>> begin
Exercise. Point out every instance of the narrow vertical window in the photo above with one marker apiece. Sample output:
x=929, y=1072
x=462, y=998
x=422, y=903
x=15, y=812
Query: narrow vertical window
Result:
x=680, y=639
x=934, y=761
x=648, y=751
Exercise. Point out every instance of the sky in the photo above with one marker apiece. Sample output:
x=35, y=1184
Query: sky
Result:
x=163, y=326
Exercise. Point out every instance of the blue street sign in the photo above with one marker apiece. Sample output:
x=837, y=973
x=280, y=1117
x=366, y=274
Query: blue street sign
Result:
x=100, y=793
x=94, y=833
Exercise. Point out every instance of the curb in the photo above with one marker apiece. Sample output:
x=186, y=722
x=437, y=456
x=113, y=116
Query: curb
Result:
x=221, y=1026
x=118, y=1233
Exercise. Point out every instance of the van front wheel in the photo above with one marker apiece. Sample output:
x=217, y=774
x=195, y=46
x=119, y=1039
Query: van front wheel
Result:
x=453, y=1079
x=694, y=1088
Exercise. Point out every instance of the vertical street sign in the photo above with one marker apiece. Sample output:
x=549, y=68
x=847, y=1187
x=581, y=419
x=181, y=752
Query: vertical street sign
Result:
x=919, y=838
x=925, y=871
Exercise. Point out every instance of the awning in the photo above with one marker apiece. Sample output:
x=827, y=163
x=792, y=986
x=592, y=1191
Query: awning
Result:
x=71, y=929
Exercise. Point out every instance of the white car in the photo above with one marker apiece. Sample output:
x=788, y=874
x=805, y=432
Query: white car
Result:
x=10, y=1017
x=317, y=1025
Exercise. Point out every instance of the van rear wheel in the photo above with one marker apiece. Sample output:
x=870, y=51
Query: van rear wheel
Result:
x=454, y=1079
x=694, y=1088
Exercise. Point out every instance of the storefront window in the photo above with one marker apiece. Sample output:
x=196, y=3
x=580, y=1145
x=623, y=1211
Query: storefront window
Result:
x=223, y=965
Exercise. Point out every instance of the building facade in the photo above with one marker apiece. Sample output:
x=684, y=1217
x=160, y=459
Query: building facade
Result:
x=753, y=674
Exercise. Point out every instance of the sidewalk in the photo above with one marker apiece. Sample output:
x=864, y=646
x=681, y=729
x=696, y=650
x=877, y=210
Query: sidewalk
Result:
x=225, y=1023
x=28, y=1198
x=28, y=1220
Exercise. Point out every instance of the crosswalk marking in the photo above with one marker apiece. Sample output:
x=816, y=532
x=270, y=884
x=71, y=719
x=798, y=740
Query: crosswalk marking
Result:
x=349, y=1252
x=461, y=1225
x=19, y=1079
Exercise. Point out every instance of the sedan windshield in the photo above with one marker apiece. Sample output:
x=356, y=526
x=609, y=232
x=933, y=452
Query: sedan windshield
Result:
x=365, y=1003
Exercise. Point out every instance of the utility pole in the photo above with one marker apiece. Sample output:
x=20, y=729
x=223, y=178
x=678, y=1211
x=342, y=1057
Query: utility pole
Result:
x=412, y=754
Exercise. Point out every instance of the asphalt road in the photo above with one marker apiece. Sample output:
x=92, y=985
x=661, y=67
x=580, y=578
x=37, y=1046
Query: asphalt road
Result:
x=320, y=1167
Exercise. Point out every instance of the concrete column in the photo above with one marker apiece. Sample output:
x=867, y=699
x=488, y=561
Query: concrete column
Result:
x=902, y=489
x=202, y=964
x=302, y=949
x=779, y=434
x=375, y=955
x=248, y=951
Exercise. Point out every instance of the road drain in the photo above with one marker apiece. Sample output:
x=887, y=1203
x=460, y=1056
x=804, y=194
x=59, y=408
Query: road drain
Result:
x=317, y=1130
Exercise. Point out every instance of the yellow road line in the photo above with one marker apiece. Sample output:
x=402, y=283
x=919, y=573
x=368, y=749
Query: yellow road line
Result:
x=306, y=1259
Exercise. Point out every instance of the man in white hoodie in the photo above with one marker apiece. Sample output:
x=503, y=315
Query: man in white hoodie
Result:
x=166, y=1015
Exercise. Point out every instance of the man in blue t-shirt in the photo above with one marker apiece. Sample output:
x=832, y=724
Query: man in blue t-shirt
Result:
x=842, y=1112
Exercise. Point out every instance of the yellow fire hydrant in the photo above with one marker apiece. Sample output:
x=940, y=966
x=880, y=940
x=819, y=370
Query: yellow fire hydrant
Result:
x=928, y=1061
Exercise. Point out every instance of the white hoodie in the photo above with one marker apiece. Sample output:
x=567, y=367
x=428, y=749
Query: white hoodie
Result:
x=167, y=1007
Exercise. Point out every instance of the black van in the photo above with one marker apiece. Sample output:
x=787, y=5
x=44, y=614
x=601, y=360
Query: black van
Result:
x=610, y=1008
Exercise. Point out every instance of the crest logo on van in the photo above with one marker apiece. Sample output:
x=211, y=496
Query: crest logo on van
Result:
>> end
Copy all of the data above word for word, line by line.

Exercise. Point out every instance of the narrow vertical window in the photo above with one marker apiece. Sample output:
x=929, y=1072
x=462, y=998
x=422, y=903
x=15, y=812
Query: narrow vertical window
Result:
x=680, y=639
x=934, y=761
x=648, y=751
Exercise. Point out every instance of the sky in the photo above with one marker apiece. Sample output:
x=35, y=1184
Query: sky
Result:
x=163, y=326
Exercise. Point out every instance of the blue street sign in the photo above with one marker apiece. Sample output:
x=837, y=973
x=280, y=1117
x=366, y=274
Query: blue street sign
Result:
x=100, y=793
x=94, y=833
Exercise. Point out every instance of the curb in the photo above with one marker apiece. Sample output:
x=186, y=722
x=437, y=456
x=113, y=116
Query: curb
Result:
x=221, y=1026
x=118, y=1233
Exercise. Point out every instance of the van front wheel in the photo above with one marker apiece. Sample output:
x=217, y=774
x=195, y=46
x=119, y=1039
Query: van front wheel
Result:
x=453, y=1079
x=694, y=1088
Exercise. Point out every instance of the vertical street sign in the photo above with one marker apiece. Sample output:
x=549, y=68
x=847, y=1187
x=581, y=419
x=181, y=752
Query: vertical street sign
Result:
x=919, y=838
x=925, y=871
Exercise. Point out every instance of the awning in the photo above with one marker apiece. Sample output:
x=827, y=163
x=792, y=986
x=592, y=1191
Query: awning
Result:
x=71, y=929
Exercise. Point out every instance of the white car in the photo above with one marker apiece. Sample output:
x=788, y=874
x=805, y=432
Query: white car
Result:
x=10, y=1017
x=317, y=1025
Exercise. Point out every instance of the van rear wheel in the photo above with one marker apiece. Sample output:
x=870, y=51
Query: van rear wheel
Result:
x=454, y=1079
x=694, y=1088
Exercise. Point out every instance of the storefront window in the photo above with one marker apiece. Sample output:
x=196, y=3
x=580, y=1145
x=623, y=1211
Query: storefront window
Result:
x=223, y=965
Exercise. Point out every instance of the building facade in the photo above with one marker apiece. Sample output:
x=684, y=1217
x=160, y=459
Query: building facade
Result:
x=753, y=674
Exercise. Point out every instance of the sidewalk in the photo above with one marker apiece. Sample output:
x=864, y=646
x=681, y=729
x=696, y=650
x=877, y=210
Query: sidewalk
Result:
x=225, y=1023
x=28, y=1198
x=28, y=1220
Exercise. Point out every instance of the crosswalk marking in the photo above with one marker apiece. Sample output:
x=816, y=532
x=270, y=884
x=71, y=719
x=798, y=740
Query: crosswalk marking
Result:
x=349, y=1252
x=461, y=1225
x=19, y=1079
Exercise. Point out every instance of the sedan windshield in the photo above with one marker apiece. Sample output:
x=356, y=526
x=609, y=232
x=933, y=452
Query: sedan windshield
Result:
x=365, y=1003
Exercise. Point out every instance of the utility pole in the photo above with one marker apiece. Sample output:
x=20, y=729
x=223, y=178
x=678, y=1211
x=342, y=1057
Query: utility pole
Result:
x=412, y=754
Exercise. Point out every instance of the asphalt road in the photo above with one marker apiece. Sample output:
x=92, y=985
x=661, y=67
x=580, y=578
x=37, y=1046
Query: asphalt road
Result:
x=320, y=1167
Exercise. Point out every instance of the concrete column in the photo above with one marker apiece. Sample output:
x=867, y=699
x=488, y=561
Query: concrete column
Result:
x=902, y=489
x=202, y=964
x=302, y=949
x=779, y=434
x=375, y=955
x=248, y=951
Exercise. Point out every instance of the road drain in the photo above with one marker apiece. Sample output:
x=887, y=1203
x=460, y=1056
x=804, y=194
x=59, y=408
Query: road drain
Result:
x=317, y=1130
Exercise. Point out every instance of the yellow road line in the photo above with one marker apiece. Sample output:
x=402, y=283
x=919, y=573
x=368, y=749
Query: yellow road line
Result:
x=306, y=1259
Exercise. Point out every instance of the man in white hoodie in the photo above with one marker apiece. Sample output:
x=503, y=315
Query: man in white hoodie
Result:
x=166, y=1015
Exercise. Point out every instance of the man in blue t-shirt in the photo above with one marker apiece. Sample output:
x=832, y=724
Query: man in blue t-shirt
Result:
x=842, y=1112
Exercise. Point out every instance of the yellow fire hydrant in the photo above with one marker apiece. Sample output:
x=940, y=966
x=880, y=940
x=819, y=370
Query: yellow fire hydrant
Result:
x=928, y=1061
Exercise. Point out every instance of the white hoodie in the photo above with one marker apiece. Sample output:
x=567, y=367
x=428, y=749
Query: white hoodie
Result:
x=167, y=1007
Exercise. Point out every instance of the black van in the photo above with one marker apiece. Sample output:
x=787, y=5
x=44, y=614
x=601, y=360
Query: black van
Result:
x=610, y=1008
Exercise. Point out every instance of the crest logo on van in the photo above with one marker apiece. Sample output:
x=211, y=496
Query: crest logo on van
Result:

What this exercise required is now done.